> Passage shown
________
Murders plummeted more than 20% in 2025 from the year before

New data published by the Council on Criminal Justice (CCJ) found that the rate of reported homicides was 21% lower in 2025 than in 2024. An expert told Audacy this week that the drop indicates we’re returning to pre-pandemic crime levels.

“One thing that I see looking at the data is that this reduction in crime is in many ways sort of a return to normal,” Emily Owens, professor and chair of the Department of Criminology, Law, and Society at UC Irvine, told KCBS Radio in the Bay Area. “I think that during the pandemic, when the world turned upside down, we saw big spikes in homicide and in assault. There was also a lot of stress placed on police departments.”

When the COVID-19 pandemic was declared in 2020, it came with temporary (and in some cases, permanent) business closures as well as stay-at-home orders and other disease mitigation efforts. It also came with that crime spike that Owens mentioned.

“Assessing trends over a longer period, violent crime overall in 2025 was at or below levels in 2019, the year prior to the onset of the COVID-19 pandemic and racial justice protests of 2020,” said the CCJ. “There were 25% fewer homicides in the study cities in 2025 than in 2019.”

To study crime trends in the U.S., the CCJ examined yearly and monthly rates of 13 violent, property, and drug offenses reported to police in 40 large American cities. Data for homicides was reported from 35 of the cities. Overall, 922 fewer homicides were reported last year compared to 2024. Lethality, or the share of serious violent crime that is fatal, also declined 8% in a sample of 18 cities from 2024 to 2025.

“Cities with the highest pre-pandemic homicide levels experienced the largest drop in lethality from 2019 to 2025 (-36%),” the CCJ said.
________
> Task to carry out
Can you continue the article on the 2025 drop in homicides, picking up after its last sentence?
________
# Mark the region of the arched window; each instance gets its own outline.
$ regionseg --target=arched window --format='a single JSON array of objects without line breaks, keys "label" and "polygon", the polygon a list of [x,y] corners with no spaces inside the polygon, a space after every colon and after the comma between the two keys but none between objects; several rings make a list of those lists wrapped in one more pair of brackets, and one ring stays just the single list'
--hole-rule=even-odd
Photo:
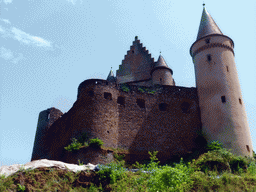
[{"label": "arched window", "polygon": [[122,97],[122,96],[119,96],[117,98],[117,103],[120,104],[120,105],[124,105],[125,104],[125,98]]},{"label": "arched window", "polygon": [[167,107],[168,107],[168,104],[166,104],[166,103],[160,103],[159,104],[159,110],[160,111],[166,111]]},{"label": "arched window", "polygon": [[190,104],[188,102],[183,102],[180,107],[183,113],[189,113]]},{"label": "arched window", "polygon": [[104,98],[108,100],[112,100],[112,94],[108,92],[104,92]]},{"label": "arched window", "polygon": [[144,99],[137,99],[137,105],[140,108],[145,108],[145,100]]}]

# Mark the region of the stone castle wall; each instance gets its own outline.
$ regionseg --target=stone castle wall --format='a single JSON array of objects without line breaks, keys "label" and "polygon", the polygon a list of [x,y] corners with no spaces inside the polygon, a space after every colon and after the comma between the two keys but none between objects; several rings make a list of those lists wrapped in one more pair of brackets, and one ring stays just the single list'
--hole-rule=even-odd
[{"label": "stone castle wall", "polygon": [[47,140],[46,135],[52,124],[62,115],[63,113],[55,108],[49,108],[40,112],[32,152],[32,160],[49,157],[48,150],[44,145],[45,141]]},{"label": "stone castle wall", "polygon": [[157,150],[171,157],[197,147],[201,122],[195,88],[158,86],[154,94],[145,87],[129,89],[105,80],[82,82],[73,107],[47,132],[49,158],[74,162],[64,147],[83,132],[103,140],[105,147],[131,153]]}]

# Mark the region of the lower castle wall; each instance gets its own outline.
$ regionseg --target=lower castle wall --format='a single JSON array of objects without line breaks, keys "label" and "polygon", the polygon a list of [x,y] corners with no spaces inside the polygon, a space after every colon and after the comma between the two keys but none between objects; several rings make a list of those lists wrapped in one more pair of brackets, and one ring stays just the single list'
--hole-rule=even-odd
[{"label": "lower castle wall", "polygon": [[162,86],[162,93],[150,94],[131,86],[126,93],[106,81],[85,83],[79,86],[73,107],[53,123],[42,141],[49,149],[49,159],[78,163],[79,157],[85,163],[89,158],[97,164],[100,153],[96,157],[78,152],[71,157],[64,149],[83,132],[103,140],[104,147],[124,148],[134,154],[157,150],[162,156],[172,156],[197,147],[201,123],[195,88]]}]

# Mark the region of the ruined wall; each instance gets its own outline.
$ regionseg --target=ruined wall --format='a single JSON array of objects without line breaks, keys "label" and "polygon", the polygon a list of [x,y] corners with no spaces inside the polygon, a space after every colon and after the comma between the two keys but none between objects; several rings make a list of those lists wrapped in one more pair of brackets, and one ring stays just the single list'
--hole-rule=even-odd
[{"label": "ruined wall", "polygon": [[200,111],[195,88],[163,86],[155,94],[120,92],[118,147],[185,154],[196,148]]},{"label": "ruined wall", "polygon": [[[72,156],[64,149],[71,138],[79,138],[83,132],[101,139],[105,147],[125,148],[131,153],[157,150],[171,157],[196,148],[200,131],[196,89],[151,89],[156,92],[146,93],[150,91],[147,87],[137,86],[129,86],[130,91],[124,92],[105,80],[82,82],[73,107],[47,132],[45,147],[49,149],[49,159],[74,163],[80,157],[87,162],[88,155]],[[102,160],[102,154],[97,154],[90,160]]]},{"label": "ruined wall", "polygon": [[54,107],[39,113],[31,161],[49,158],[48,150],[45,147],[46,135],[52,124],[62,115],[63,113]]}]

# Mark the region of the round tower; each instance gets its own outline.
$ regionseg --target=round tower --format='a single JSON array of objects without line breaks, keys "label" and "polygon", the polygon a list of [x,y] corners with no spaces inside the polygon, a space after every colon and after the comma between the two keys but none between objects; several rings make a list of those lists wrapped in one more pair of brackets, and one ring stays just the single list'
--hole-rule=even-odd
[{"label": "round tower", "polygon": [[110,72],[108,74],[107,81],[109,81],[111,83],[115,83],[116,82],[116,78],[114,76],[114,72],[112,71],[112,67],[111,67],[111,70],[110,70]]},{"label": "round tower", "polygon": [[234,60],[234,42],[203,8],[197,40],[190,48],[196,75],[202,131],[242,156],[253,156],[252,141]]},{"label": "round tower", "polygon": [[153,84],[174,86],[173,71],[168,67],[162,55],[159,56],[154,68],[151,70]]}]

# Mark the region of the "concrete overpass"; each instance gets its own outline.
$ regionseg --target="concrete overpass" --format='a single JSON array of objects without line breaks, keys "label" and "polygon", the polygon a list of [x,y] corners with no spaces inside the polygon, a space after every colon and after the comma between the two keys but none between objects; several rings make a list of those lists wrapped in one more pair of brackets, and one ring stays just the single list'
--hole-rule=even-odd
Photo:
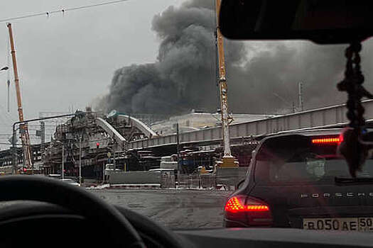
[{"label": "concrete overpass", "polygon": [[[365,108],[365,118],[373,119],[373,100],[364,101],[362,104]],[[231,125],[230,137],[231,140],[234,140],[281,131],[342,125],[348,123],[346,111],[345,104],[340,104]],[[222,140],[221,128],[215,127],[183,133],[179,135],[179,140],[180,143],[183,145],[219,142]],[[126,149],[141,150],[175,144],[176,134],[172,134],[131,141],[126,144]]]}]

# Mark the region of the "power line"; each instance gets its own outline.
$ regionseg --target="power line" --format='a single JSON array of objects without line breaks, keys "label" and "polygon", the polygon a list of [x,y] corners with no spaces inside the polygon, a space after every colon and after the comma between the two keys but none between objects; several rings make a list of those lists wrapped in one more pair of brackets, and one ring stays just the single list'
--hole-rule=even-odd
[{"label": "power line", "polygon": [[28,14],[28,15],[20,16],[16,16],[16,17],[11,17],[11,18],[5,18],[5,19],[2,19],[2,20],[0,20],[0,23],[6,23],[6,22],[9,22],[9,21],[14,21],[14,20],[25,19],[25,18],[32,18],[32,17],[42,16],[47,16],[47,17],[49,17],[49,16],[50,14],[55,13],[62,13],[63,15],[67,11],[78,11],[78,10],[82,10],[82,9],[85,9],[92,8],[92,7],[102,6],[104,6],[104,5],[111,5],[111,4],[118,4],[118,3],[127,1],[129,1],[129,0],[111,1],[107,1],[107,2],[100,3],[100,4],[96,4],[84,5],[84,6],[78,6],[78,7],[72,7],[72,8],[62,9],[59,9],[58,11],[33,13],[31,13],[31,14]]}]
________
> Expected output
Rates for other violent crimes dropped last year as well. There were 9% fewer reported aggravated assaults, 22% fewer gun assaults, 2% fewer domestic violence incidents and 23% fewer robberies, including and 43% fewer carjackings. These rates were also lower than they were back in 2019, before the pandemic. Aggravated assault was down 6%, gun assault was down 13%, sexual assault was down 4%, domestic violence was down 19%, robbery was down 36% and carjacking was down 29%.

“The story that the numbers that the CCJ have compiled is telling me is that whatever is driving this crime decline is happening almost everywhere,” Owens said of the reason behind the drop. “This appears to be a structural thing. Trying to credit any one particular thing that one particular city has been doing is going to be very hard to do in a credible way.”

However, Owens noted that the numbers do continue a trend of falling crime dating back to the 1990s that seems to have been briefly interrupted by the pandemic. According to the CCJ, the overall declines in crime, particularly the decline in homicides, are a promising sign for the future and are “likely the result of a complex tangle of broad social and technological changes and direct policy interventions.”

Going forward, Owens said that law enforcement agencies are still facing some of the challenges that put pressure on them during the pandemic. Staffing concerns are a main concern.

“I think that this is... something we’re slowly starting to figure out how to get back to normal,” she said.